_CONSIGNES_:
(1) Résumez en deux phrases le texte sur l'affaire Martinez Zogo.
(2) Poursuivez le texte sur l'affaire Martinez Zogo après sa dernière phrase.

_TEXTE SOURCE_:
▶

Le fait que le même numéro de téléphone de Savom figurait dans les contacts de Martinez Zogo sous le nom "Savom maire" et dans ceux de Justin Danwe sous le nom "Martin Essouma" suggère un double jeu du maire de Bibey. Pourquoi cette double identité si ce n'est pour dissimuler la nature réelle de ses relations avec le cerveau présumé du commando ?

L'expertise de Jean-Pierre Ouloumou, telle que rapportée par Jeune Afrique, avait justement pour objectif de chercher "d'autres responsables et faits" et d'explorer la piste "d'un second commando". Si Martin Savom était effectivement l'assassin de Martinez Zogo, cela confirmerait l'existence d'une organisation plus complexe que le simple schéma "Amougou Belinga commanditaire - Justin Danwe exécutant".

D'ailleurs, l'analyse des téléphones de l'ex-patron de la Direction générale du renseignement extérieur (DGRE), Léopold Maxime Eko Eko, avait conduit les experts à conclure que "les activités relevées dans les téléphones de M. Eko Eko ne montrent pas son implication" dans l'affaire, malgré les accusations de Justin Danwe. Cette conclusion avait déjà suggéré que les déclarations du cerveau présumé du commando pouvaient être orientées pour protéger d'autres commanditaires.

◀

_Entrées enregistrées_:

▶

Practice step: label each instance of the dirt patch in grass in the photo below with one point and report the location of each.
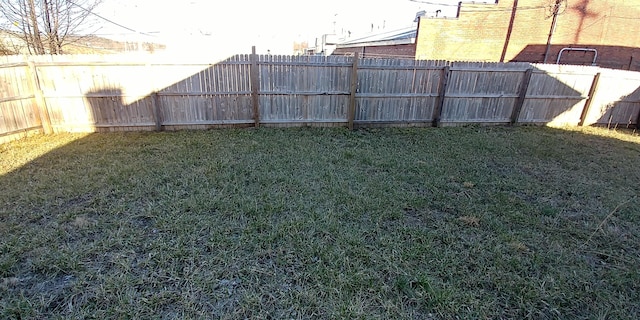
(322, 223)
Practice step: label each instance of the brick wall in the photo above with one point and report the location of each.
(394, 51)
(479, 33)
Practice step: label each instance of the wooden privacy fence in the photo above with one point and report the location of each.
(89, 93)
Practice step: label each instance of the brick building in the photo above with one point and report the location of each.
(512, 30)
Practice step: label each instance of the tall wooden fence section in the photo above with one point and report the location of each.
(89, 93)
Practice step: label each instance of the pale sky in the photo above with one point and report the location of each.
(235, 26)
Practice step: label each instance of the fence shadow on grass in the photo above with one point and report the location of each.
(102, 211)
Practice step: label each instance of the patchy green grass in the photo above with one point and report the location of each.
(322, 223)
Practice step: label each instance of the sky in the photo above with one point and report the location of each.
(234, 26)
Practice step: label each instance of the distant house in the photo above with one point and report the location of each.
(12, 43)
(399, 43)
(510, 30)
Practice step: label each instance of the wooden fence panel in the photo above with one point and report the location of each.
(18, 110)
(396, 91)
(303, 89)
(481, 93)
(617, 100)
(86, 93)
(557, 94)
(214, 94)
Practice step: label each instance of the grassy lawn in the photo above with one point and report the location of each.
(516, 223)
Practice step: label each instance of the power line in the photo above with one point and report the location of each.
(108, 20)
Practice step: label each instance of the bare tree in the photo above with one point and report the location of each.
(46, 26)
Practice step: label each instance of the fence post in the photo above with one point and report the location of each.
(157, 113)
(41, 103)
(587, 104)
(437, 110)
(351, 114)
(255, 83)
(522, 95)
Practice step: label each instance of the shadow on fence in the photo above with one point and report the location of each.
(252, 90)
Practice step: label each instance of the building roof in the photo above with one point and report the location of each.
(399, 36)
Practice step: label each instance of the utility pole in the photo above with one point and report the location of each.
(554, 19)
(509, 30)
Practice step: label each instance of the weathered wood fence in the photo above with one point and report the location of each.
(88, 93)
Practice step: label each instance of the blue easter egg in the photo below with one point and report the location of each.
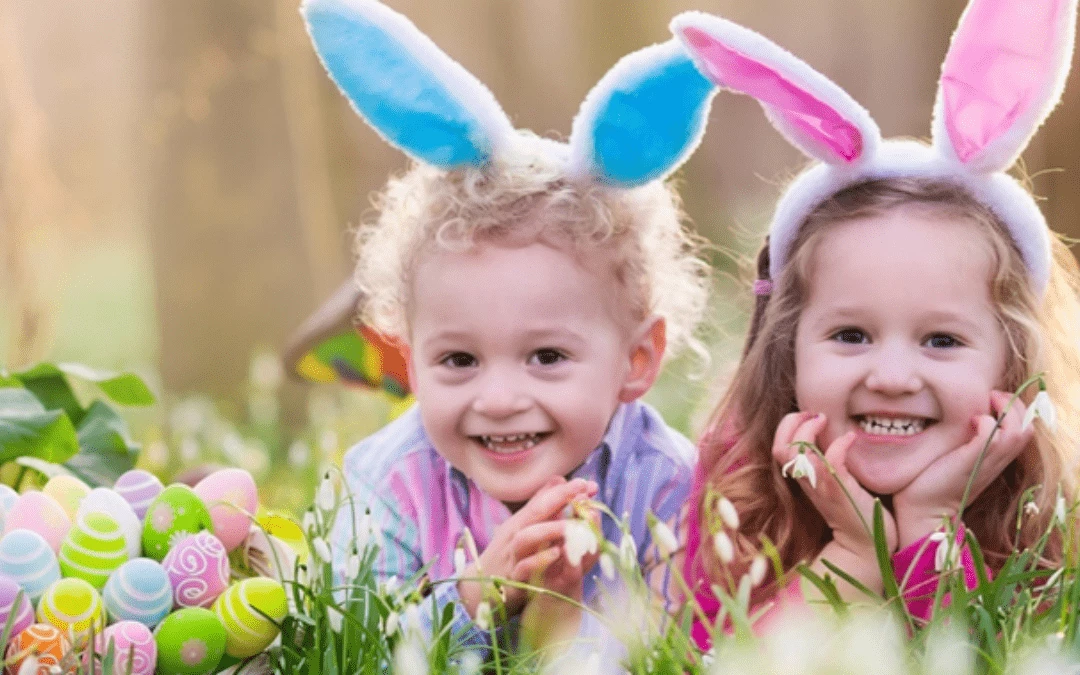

◀

_RÉPONSES ATTENDUES_:
(1) Le même numéro de téléphone de Martin Savom figurait sous des noms différents dans les contacts de Martinez Zogo et dans ceux de Justin Danwe, ce qui suggère un double jeu du maire de Bibey. L'expertise de Jean-Pierre Ouloumou visait à chercher d'autres responsables et la piste d'un second commando, tandis que l'analyse des téléphones de Léopold Maxime Eko Eko n'avait pas montré son implication malgré les accusations de Justin Danwe, ce qui laissait déjà penser que ce dernier pouvait orienter ses déclarations pour protéger d'autres commanditaires.

(2)
L'accusation la plus explosive portée par Alain Ékassi concerne l'implication présumée de Martin Savom dans la mort de Mgr Jean Marie Benoît Balla. Si cette affirmation devait être vérifiée, elle placerait le maire de Bibey dans la catégorie des criminels en série opérant pour le compte d'intérêts qui dépassent largement le cadre du conflit médiatique entre Amougou Belinga et Martinez Zogo.

Quel lien Amougou Belinga aurait-il pu avoir avec la mort de l'archevêque émérite de Bafoussam ? Aucun motif apparent ne permet d'établir une telle connexion. Si Savom était impliqué dans les deux décès, cela suggérerait plutôt qu'il opérait pour d'autres donneurs d'ordre, dans le cadre d'une mission plus large d'élimination de personnalités gênantes.

Pour autant, la confirmation de la thèse Savom ne signifierait pas nécessairement un acquittement automatique pour Amougou Belinga. Le magnat des médias pourrait toujours être poursuivi pour d'autres chefs d'accusation, notamment s'il était établi qu'il avait connaissance du complot ou qu'il avait entretenu des relations avec les véritables commanditaires.

Cependant, sur le plan de la perception publique et de la charge pénale, passer du statut de commanditaire présumé à celui de suspect périphérique constituerait indéniablement un soulagement majeur. La défense d'Amougou Belinga pourrait alors arguer que son client a été victime d'une manipulation visant à faire porter sur lui la responsabilité d'un crime perpétré par d'autres, en exploitant le conflit public et notoire qui l'opposait à Martinez Zogo.

Les déclarations d'Alain Ékassi devront être étayées par des preuves matérielles solides pour emporter la conviction du tribunal militaire. Les juges devront notamment déterminer sur quelles bases le témoin fonde ses accusations et si d'autres éléments corroborent sa version des faits.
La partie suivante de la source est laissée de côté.